== Natural-language object grounding data ==
:::::

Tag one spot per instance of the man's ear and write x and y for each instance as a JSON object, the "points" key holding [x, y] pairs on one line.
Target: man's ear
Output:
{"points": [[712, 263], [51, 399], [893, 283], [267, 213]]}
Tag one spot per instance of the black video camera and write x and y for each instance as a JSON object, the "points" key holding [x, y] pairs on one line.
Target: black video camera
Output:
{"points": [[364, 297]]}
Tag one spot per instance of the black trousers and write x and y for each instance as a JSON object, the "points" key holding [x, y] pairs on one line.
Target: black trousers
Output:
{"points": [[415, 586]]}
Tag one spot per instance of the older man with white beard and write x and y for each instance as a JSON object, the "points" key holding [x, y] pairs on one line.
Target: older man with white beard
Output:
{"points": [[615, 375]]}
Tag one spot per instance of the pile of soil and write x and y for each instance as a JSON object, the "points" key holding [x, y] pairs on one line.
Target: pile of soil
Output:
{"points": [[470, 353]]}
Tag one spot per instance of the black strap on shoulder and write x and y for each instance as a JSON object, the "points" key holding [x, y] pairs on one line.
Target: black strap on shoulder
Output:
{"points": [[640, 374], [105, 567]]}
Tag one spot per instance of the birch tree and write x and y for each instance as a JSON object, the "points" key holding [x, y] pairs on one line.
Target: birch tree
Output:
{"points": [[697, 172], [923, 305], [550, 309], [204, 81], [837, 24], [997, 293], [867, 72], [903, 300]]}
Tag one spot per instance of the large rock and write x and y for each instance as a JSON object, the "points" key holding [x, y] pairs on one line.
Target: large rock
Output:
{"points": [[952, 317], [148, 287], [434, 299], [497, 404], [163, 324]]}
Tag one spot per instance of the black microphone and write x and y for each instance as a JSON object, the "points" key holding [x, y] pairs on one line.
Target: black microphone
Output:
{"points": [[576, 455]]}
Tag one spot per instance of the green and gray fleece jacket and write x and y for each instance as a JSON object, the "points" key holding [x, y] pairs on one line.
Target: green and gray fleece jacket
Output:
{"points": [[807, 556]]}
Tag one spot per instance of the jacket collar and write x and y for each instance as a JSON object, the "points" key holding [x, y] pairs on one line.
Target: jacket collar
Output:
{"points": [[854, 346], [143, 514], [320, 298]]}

:::::

== WHAT YOU HAVE TO DO ==
Quote the data above in full, changing nothing.

== TASK RESULT ==
Tag one spot per instance of the man's ear and write x and y for each instance as a JSON object, the "points" key holding [x, y] pairs on one line.
Target: man's ear
Output:
{"points": [[712, 263], [51, 399], [893, 283], [267, 213]]}
Tag one spot per instance of the black video camera and write x and y for each instance as a JSON object, the "points" key holding [x, y] pairs on one line.
Target: black video camera
Output:
{"points": [[364, 297]]}
Tag one spot per instance of the black trousers and write x and y for each instance as a JSON object, the "points" key holding [x, y] pairs on one line.
Target: black trousers
Output:
{"points": [[415, 586]]}
Tag one spot per instance of the older man with white beard and write x and y for each instance as a JSON object, the "points" key holding [x, y] pairs on one line.
Target: older man with white beard
Output:
{"points": [[615, 375]]}
Tag one spot per instance of the pile of soil and write x and y for each instance as a JSON object, the "points" key holding [x, y] pairs on one line.
Target: pile of soil
Output:
{"points": [[470, 353]]}
Tag one spot per instance of the black strap on shoulder and write x and y for each instance as a JSON object, the "points" key holding [x, y] pairs on one line.
Target: black strap on shoulder
Output:
{"points": [[640, 374], [105, 567]]}
Tag one spot per instance of the birch tree and write x and y for each instance as a JSON object, the "points" key holding [x, y] pairs on one line.
Target: birch tree
Output:
{"points": [[697, 172], [923, 305], [550, 309], [204, 81], [837, 24], [997, 293], [867, 72], [903, 300]]}
Tag one spot per instance of the large rock and write x and y for each instance as a JSON object, the "points" key holding [x, y] pairs on one line.
Target: large rock
Output:
{"points": [[952, 317], [148, 287], [434, 299], [497, 404], [163, 324]]}
Tag one spot per instance of the black microphone and write x and y for each instance as a JSON object, the "points" key holding [x, y] pairs on one line.
Target: black microphone
Output:
{"points": [[576, 455]]}
Tag one spot per instance of the green and gray fleece jacket and write x and y for each instance as a JSON object, the "points" key holding [x, y] pairs on one line.
Target: green and gray fleece jacket
Output:
{"points": [[807, 556]]}
Tag one spot per instance of the jacket collar and write x and y for each instance as a JSON object, the "points" key holding [x, y] pairs on one line.
Target: jacket collar
Output:
{"points": [[854, 346], [143, 514], [320, 298]]}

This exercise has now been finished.